▶ **To do**
What is needed here is an exact copy of all the entries below.

---

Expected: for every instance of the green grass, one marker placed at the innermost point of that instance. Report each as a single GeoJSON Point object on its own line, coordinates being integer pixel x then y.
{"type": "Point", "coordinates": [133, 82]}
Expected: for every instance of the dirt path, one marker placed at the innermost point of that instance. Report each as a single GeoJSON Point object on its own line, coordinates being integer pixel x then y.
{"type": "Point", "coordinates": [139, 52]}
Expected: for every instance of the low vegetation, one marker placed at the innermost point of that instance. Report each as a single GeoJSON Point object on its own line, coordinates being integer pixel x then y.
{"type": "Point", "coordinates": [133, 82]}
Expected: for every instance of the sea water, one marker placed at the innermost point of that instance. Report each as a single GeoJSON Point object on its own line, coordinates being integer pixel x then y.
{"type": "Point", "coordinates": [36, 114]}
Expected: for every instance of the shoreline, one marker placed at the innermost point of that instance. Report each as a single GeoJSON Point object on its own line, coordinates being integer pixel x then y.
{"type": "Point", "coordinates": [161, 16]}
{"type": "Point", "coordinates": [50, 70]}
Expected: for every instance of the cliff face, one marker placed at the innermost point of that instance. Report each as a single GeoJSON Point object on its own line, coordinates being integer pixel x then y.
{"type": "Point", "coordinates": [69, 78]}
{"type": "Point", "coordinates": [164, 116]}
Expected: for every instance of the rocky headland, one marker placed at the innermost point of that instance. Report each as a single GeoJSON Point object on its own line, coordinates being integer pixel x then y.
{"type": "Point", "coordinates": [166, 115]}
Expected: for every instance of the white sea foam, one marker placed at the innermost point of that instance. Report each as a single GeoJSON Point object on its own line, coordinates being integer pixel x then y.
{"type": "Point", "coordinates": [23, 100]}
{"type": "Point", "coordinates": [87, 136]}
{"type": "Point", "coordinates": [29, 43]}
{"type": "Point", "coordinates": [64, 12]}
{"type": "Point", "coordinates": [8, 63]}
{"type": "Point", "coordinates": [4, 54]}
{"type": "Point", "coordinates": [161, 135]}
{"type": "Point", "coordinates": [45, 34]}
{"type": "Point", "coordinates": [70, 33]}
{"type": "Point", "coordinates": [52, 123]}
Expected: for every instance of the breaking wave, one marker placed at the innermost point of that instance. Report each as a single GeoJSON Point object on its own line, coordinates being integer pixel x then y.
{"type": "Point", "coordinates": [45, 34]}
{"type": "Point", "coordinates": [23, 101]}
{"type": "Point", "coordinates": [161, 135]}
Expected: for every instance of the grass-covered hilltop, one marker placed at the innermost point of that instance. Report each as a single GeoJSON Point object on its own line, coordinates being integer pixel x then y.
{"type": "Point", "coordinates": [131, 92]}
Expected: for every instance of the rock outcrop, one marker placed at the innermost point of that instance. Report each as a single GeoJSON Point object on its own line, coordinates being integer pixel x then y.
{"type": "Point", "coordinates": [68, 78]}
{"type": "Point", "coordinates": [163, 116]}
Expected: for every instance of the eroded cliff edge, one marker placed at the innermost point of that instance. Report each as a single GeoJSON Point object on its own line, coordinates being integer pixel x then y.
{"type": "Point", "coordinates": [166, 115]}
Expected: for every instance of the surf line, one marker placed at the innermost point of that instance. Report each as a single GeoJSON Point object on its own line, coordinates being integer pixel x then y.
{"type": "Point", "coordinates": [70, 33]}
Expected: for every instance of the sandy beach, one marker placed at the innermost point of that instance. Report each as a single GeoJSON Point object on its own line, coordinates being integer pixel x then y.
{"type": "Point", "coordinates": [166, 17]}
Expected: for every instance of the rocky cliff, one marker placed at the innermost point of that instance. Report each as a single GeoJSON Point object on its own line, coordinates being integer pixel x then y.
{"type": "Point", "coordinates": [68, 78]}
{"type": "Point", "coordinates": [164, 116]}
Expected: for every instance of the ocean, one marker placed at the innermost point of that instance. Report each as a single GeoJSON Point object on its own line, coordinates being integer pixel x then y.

---

▶ **Answer space**
Expected: for every instance of the green grass, one marker placed at the innermost point of that instance. Report each as a single GeoJSON Point object on its own line, coordinates being integer pixel x then y.
{"type": "Point", "coordinates": [133, 82]}
Expected: for every instance of the dirt path, one marker placed at the innermost point of that instance. Report each as a single GeoJSON Point object on its own line, coordinates being integer pixel x then y.
{"type": "Point", "coordinates": [139, 52]}
Expected: for every instance of the low vegetation, one marker placed at the innermost point of that instance. Report each as a single GeoJSON Point object on its own line, coordinates being integer pixel x then y.
{"type": "Point", "coordinates": [133, 82]}
Expected: for every instance of the sea water, one marker placed at the innermost point of that instance. Report each as a single GeoJSON Point object on its own line, coordinates being integer pixel x then y.
{"type": "Point", "coordinates": [36, 114]}
Expected: for every instance of the shoreline, one marker placed at the innermost point of that instance. Report each as a single GeoJSON Point object on its own line, coordinates being integer pixel x then y.
{"type": "Point", "coordinates": [161, 16]}
{"type": "Point", "coordinates": [50, 70]}
Expected: for every instance of the cliff face, one marker placed at the innermost point of that instance. Report each as a single GeoJSON Point object on its own line, coordinates being integer pixel x then y.
{"type": "Point", "coordinates": [69, 78]}
{"type": "Point", "coordinates": [164, 116]}
Expected: for every instance of the rocky headland, one marker placed at the innermost point of that instance. Report each as a single GeoJSON Point object on its own line, coordinates being integer pixel x then y.
{"type": "Point", "coordinates": [166, 115]}
Expected: for every instance of the white sea foam, one marker placed at the innermost point of that instance. Report each as a single GeoJSON Point object on its own line, coordinates being integer pixel x then y.
{"type": "Point", "coordinates": [23, 100]}
{"type": "Point", "coordinates": [87, 136]}
{"type": "Point", "coordinates": [29, 43]}
{"type": "Point", "coordinates": [64, 12]}
{"type": "Point", "coordinates": [8, 63]}
{"type": "Point", "coordinates": [4, 54]}
{"type": "Point", "coordinates": [161, 135]}
{"type": "Point", "coordinates": [45, 34]}
{"type": "Point", "coordinates": [70, 33]}
{"type": "Point", "coordinates": [52, 123]}
Expected: for every instance of the breaking wave, one marker placed at the innermost point of that instance. Report each as a single GeoJSON Point object on its own line, coordinates being integer pixel x then y.
{"type": "Point", "coordinates": [45, 34]}
{"type": "Point", "coordinates": [23, 101]}
{"type": "Point", "coordinates": [161, 135]}
Expected: for every instance of the grass-covered hilltop, one marker placed at the innermost point of that instance. Report each as a single GeoJSON Point object on its own line, coordinates being integer pixel x then y.
{"type": "Point", "coordinates": [131, 92]}
Expected: for every instance of the rock outcrop, one marker placed at the innermost point of that instance. Report each as a single GeoJSON Point object on its own line, coordinates being integer pixel x then y.
{"type": "Point", "coordinates": [68, 78]}
{"type": "Point", "coordinates": [163, 116]}
Expected: for every instance of the eroded cliff edge, one marker placed at the innermost point of that instance. Report each as a single GeoJSON Point object on its own line, coordinates being integer pixel x then y.
{"type": "Point", "coordinates": [166, 115]}
Expected: for every instance of the surf line, one marker placed at the innermost point of that instance. Report each as a single GeoJSON Point object on its own line, coordinates being integer pixel x then y.
{"type": "Point", "coordinates": [70, 33]}
Expected: for every instance of the sandy beach, one marker placed at the innermost point of that instance. Report each as a single GeoJSON Point object on its own line, coordinates being integer pixel x then y.
{"type": "Point", "coordinates": [166, 17]}
Expected: for every instance of the rocky cliff, one marker placed at the innermost point of that instance. Report each as a single GeoJSON Point object on its own line, coordinates being integer pixel x then y.
{"type": "Point", "coordinates": [68, 78]}
{"type": "Point", "coordinates": [164, 116]}
Expected: for every instance of the ocean, one marker placed at the innermost point of that instance. Report each as a single GeoJSON Point object on its own line, coordinates being integer pixel x then y.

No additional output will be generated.